### [TASK INSTRUCTIONS]
Start with the line containing "Confirm every instance of the woman" and write out each line through the end of the listing, exactly as given.

### [GIVEN DATA]
——
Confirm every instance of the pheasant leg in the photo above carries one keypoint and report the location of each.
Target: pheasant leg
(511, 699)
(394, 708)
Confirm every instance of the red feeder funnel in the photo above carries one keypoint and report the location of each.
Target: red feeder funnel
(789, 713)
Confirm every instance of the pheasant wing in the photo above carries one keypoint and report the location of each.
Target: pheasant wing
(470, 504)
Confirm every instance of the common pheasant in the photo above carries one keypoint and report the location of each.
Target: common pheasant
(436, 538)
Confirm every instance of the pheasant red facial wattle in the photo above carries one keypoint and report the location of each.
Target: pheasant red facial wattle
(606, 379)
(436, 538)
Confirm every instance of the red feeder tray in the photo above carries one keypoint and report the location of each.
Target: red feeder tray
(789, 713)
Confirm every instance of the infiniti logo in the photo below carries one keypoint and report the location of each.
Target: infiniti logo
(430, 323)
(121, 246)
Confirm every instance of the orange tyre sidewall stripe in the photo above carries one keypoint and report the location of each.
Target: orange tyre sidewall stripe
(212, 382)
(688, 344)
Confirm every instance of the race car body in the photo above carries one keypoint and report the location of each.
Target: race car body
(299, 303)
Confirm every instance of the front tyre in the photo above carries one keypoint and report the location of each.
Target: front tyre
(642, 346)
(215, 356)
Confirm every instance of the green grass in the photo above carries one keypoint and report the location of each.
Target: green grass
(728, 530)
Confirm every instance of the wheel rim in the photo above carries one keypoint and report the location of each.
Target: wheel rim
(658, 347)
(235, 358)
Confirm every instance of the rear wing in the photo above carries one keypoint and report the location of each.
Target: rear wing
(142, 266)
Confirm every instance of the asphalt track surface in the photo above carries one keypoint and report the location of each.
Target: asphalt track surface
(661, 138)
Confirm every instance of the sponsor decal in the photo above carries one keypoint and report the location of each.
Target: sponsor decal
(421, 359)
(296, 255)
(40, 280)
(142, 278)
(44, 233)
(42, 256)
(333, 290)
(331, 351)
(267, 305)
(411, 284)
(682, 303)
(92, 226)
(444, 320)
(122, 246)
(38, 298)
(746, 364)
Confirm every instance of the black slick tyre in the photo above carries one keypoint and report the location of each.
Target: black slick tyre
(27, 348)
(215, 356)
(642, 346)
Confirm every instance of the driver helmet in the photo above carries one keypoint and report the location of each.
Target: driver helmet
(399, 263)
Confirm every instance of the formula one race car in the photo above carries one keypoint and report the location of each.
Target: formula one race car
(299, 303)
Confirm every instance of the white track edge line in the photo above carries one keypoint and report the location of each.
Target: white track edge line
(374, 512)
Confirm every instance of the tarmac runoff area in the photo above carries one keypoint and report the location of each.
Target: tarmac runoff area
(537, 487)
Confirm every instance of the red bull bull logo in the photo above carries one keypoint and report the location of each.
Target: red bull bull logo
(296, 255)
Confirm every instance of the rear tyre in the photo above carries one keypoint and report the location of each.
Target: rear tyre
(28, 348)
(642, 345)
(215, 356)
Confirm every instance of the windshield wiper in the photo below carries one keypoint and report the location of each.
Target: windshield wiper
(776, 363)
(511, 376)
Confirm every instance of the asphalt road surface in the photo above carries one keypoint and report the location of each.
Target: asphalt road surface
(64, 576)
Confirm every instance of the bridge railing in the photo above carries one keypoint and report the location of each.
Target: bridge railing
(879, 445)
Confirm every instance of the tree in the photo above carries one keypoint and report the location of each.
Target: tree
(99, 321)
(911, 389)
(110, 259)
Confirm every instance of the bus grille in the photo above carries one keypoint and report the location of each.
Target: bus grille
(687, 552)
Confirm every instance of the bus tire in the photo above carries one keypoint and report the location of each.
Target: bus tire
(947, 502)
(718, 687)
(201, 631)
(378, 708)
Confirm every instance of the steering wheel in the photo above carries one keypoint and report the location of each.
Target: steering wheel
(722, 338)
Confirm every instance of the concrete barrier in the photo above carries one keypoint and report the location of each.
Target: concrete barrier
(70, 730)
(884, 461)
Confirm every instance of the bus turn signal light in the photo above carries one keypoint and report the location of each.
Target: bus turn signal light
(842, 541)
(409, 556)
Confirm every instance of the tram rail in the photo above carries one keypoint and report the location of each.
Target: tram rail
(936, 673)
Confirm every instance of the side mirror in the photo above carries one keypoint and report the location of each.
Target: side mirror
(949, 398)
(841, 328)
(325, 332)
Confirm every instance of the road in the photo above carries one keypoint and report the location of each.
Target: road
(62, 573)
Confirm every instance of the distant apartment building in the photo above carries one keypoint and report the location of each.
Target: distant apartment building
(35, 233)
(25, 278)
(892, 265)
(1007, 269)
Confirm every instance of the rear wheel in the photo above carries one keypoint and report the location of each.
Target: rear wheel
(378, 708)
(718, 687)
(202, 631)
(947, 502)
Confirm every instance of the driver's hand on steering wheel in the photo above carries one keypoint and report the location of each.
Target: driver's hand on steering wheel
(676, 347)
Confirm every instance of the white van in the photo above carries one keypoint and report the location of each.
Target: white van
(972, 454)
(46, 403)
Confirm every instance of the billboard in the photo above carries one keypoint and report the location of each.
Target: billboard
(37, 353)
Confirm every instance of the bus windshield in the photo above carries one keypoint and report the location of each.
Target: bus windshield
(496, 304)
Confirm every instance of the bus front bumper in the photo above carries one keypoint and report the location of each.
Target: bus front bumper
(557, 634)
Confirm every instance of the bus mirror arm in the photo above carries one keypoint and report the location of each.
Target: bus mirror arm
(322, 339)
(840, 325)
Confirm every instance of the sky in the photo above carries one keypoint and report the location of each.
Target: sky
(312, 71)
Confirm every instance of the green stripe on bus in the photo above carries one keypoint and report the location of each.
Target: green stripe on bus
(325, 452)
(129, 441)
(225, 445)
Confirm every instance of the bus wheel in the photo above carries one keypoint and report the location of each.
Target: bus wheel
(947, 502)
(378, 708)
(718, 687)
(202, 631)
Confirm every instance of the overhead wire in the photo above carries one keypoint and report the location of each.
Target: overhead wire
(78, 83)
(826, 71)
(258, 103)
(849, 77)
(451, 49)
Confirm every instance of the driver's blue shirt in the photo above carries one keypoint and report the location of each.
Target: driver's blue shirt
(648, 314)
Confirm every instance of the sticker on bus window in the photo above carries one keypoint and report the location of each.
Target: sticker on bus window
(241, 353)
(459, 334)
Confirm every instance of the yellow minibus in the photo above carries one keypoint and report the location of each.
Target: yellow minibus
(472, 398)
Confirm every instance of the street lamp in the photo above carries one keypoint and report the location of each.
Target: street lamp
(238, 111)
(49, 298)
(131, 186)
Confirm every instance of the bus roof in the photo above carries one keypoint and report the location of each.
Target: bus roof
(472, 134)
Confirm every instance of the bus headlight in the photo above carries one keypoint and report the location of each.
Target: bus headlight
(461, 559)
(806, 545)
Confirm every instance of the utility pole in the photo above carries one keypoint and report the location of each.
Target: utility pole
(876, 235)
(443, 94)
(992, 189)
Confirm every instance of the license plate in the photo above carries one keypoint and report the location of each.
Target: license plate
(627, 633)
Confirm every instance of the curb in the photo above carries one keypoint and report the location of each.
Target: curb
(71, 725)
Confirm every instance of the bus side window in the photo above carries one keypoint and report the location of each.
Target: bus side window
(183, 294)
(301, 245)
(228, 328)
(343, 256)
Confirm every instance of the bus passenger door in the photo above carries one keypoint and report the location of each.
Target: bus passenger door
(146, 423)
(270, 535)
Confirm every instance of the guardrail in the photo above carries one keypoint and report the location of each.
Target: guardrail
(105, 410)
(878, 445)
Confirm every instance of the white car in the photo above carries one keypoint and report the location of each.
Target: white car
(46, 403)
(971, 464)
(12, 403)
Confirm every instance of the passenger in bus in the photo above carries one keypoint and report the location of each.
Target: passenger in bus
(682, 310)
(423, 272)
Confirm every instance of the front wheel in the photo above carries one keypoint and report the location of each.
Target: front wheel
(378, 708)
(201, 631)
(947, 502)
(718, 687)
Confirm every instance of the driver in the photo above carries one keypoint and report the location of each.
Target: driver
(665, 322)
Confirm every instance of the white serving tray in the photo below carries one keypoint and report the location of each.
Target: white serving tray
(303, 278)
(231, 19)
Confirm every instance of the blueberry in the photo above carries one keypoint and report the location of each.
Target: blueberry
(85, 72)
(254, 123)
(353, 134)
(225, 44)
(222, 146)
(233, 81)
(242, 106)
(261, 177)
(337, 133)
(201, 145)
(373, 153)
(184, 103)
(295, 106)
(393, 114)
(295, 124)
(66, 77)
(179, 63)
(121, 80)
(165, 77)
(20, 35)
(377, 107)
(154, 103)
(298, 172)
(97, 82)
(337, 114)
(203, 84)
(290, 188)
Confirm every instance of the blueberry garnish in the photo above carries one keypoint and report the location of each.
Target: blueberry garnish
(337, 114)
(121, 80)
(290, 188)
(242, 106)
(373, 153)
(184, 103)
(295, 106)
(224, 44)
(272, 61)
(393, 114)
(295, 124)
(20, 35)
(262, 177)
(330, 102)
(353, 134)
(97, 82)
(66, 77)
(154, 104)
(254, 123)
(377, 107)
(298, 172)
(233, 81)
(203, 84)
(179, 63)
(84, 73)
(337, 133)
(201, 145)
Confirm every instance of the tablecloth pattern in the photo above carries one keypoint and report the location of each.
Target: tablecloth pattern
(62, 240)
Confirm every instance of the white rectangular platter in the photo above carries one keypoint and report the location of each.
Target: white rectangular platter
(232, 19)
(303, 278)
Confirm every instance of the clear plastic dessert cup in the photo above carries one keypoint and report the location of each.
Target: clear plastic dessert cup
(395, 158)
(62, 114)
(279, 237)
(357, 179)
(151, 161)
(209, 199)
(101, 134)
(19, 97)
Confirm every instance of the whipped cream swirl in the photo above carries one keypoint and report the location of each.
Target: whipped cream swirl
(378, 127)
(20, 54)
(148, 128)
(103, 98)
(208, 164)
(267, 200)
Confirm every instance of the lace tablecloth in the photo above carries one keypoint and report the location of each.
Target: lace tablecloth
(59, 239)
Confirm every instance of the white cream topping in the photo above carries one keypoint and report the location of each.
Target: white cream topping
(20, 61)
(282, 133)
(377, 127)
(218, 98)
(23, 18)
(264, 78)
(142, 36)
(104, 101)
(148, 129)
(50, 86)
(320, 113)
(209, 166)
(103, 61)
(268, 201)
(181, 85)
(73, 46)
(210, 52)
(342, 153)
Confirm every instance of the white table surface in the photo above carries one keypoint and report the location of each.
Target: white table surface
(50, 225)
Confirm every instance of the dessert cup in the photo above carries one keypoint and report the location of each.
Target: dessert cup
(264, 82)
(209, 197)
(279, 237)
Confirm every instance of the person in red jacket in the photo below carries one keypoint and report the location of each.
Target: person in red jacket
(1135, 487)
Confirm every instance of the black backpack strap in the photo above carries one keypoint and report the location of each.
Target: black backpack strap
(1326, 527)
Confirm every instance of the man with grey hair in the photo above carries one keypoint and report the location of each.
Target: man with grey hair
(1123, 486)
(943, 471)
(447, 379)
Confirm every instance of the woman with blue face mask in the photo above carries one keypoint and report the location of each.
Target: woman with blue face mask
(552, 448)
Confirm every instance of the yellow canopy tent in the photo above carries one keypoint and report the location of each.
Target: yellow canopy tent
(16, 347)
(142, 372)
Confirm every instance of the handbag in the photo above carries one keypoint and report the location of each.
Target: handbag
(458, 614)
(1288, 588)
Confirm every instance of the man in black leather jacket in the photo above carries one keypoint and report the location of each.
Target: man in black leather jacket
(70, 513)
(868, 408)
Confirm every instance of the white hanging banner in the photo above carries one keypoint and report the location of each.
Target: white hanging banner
——
### [FULL RESPONSE]
Confirm every instance of the woman with blue face mask in the photo above carries one keypoint and report the location of each.
Target: woman with blue face mask
(552, 448)
Confirm every instance of the yellow canopy tent in the photo above carries one keypoint and report the location of each.
Target: yellow canopy tent
(16, 347)
(142, 372)
Confirm every instance of the handbag in the photo above carries one keypoint and report the location of each.
Target: handbag
(458, 614)
(1288, 588)
Confirm every instance of the man in black leather jacket in the photo above carries one keypoint and report the location of each.
Target: man in black leather jacket
(70, 513)
(868, 408)
Confirm every instance of the white hanging banner in the photo above carries one keypoint and report the location of each.
Target: white hanging banner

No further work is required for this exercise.